- [Set problem 1] According to the article about rebuilding after the Sonoma County fires, how many new construction workers will the county need each year?

More than 7,500 structures were lost in the October fires. Sonoma County will need 6,000 new construction workers each year for the next three years to rebuild, according to economist Christopher Thornberg, who spoke recently during an annual economic breakfast held at the Hyatt Regency Sonoma Wine Country in Santa Rosa.

“As our community is faced with one of the largest disasters in its history, we are coming together to find ways to relieve the pains and rebuild the losses. But as a community that was already suffering from a housing and workforce shortage, these fires have exacerbated this problem to a critical level,” said Kathy Goodacre, the Career Technical Education Foundation executive director.

CTE partners with North Coast Builders Exchange and Sonoma County Office of Education to manage the North Bay Construction Corps educational program to create a pipeline for getting students into the construction field.

“For decades we had been asking, ‘How do we get kids into the industry’?” said Doug Hamilton, president and owner of Oak Grove Construction in Petaluma. “We were shy on trade workers before the fires. We’re five years late in the coming. I wish the caffeine had kicked in sooner.”

It was Hamilton’s inspiration for the program, in which he also serves as instructor.

Earlier this year, 17 high school seniors entered the program, and seven graduated. When the five-month program starts again in January, CTE expects 60 or more students.

“Our little 60 students are a drop in the bucket, but with the housing situation, it’s a good reason to grow our own that have family and resources here,” said Amber Figueroa, director of CTE programs.

One early applicant lives as far away as South San Francisco.

“I talked to the parents, and they understand the commitment it takes to get someone up here each week,” Figueroa said.

The graduates are highly hirable after completing the program. Every participant in the first year of the program received multiple job offers.

Program classes are taught by local construction industry representatives and give students a taste of what it’s like to work in a variety of trades. They learn trade-based technical skills like the fundamentals of tool-handling, safety, electrical, plumbing, carpentry and solar installation. They also learn soft skills such as communication, teamwork, problem-solving, leadership and working on deadlines.

Students also earn certifications in forklift and scissor-lift operation, Occupational Safety and Health Administration’s 10-hour workplace safety course and CPR and first aid. This gives them a significant advantage over other applicants as they seek entry-level work or further training such as in an apprenticeship, Hamilton said.

Students also get hands-on experience in the field. The program pairs students with employers, culminating in a two-week boot camp that allows them to practice their skills. In the first program, they worked two 40-hour weeks while earning a $750 stipend, donated by construction partners. They also received a $100 gift certificate from a hardware store and letters of recommendation from the instructors.

But even more important than that, students are instilled with a strong work ethic, Hamilton said.

- [Data shown]
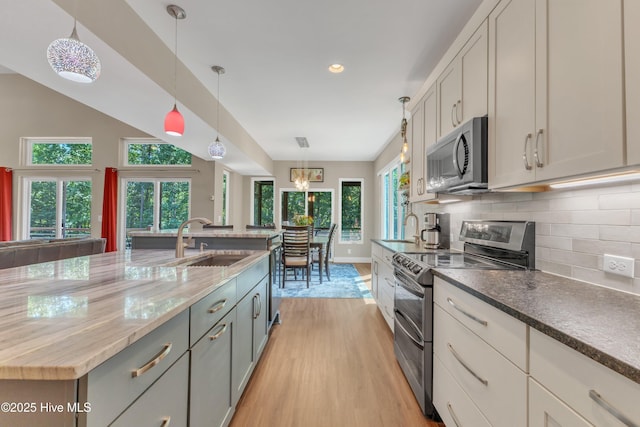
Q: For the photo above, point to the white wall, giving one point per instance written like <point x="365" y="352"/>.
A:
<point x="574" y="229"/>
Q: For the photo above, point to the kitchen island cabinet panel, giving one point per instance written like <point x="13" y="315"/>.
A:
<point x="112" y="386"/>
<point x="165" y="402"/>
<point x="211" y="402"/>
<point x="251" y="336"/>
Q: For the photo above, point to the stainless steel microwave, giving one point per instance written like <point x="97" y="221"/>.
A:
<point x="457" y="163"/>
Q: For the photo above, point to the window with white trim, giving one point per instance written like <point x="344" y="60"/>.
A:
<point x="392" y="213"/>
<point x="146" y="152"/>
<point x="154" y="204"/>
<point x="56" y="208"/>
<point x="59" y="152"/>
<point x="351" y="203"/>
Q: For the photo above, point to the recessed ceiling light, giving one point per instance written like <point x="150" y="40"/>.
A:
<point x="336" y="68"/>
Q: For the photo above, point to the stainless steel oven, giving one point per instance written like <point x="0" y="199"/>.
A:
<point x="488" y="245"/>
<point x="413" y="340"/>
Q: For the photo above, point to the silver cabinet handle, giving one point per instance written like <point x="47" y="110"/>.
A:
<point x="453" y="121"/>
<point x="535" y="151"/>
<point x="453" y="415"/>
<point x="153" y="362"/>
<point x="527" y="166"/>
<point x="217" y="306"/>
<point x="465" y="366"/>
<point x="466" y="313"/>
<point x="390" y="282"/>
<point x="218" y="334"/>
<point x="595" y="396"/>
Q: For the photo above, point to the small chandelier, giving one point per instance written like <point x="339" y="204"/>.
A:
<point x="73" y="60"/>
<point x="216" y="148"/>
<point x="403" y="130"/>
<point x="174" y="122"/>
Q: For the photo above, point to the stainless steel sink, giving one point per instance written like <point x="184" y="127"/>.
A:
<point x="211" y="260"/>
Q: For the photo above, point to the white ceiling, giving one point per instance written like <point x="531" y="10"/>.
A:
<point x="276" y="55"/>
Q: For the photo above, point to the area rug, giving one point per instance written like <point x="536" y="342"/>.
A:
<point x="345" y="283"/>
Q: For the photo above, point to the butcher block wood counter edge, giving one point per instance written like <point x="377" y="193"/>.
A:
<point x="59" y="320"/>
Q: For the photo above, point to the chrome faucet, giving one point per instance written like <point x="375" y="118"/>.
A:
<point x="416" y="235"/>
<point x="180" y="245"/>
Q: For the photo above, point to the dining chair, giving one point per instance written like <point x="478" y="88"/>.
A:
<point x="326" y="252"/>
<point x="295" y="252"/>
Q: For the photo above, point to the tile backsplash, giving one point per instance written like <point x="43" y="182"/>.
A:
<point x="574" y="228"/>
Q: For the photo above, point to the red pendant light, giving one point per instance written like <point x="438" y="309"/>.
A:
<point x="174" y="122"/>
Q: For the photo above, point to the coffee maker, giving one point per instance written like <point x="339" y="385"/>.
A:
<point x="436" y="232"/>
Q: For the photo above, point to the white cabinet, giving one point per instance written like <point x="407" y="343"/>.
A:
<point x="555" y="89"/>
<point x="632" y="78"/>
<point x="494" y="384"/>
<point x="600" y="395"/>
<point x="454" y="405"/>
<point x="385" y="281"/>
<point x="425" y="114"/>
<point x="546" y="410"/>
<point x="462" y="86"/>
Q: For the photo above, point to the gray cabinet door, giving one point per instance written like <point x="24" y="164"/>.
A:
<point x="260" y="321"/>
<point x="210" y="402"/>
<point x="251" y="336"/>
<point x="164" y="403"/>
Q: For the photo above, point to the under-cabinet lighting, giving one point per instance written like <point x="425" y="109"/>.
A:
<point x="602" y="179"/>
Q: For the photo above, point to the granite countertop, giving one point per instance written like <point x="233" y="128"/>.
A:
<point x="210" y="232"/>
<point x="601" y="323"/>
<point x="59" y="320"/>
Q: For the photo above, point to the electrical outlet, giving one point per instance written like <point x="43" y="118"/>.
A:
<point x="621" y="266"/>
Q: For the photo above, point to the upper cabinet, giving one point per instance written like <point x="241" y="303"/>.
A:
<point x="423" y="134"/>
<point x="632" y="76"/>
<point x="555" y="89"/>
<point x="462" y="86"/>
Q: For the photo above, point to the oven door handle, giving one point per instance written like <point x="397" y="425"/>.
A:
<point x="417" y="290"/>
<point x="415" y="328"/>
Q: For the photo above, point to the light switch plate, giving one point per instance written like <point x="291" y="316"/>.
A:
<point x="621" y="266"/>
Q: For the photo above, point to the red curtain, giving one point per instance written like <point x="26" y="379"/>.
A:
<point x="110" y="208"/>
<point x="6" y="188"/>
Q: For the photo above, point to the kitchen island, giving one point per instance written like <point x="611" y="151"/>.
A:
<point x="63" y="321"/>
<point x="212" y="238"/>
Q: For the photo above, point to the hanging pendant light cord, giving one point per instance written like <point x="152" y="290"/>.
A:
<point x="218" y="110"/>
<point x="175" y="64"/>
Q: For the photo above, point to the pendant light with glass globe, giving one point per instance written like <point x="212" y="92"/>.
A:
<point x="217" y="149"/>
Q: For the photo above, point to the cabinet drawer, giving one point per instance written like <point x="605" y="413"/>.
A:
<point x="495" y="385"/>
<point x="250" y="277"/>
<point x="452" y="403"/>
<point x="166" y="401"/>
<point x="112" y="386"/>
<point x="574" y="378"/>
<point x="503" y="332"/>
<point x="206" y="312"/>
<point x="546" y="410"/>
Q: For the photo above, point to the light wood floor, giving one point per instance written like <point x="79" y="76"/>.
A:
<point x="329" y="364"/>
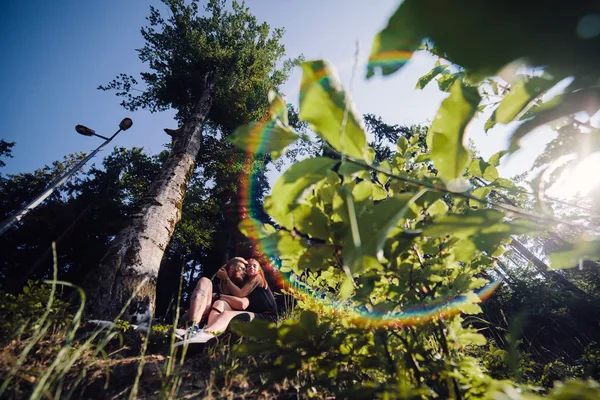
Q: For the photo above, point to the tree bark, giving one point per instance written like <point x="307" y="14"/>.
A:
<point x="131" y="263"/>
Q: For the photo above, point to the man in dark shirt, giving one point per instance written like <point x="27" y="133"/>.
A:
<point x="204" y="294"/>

- [Set problem 2] Pull out every line of the rows above that contains the string "stainless", copying each line in full. Case counts.

- [Final answer 1] 6,000 new construction workers each year for the next three years.

- [Final answer 2]
Q: For the photo above, point to the stainless steel microwave, giving one point per instance written like <point x="97" y="221"/>.
Q: For the photo above, point to the stainless steel oven, giving one point per instance written like <point x="0" y="199"/>.
Q: For the photo above, point to the stainless steel sink, giving one point per instance written like <point x="184" y="127"/>.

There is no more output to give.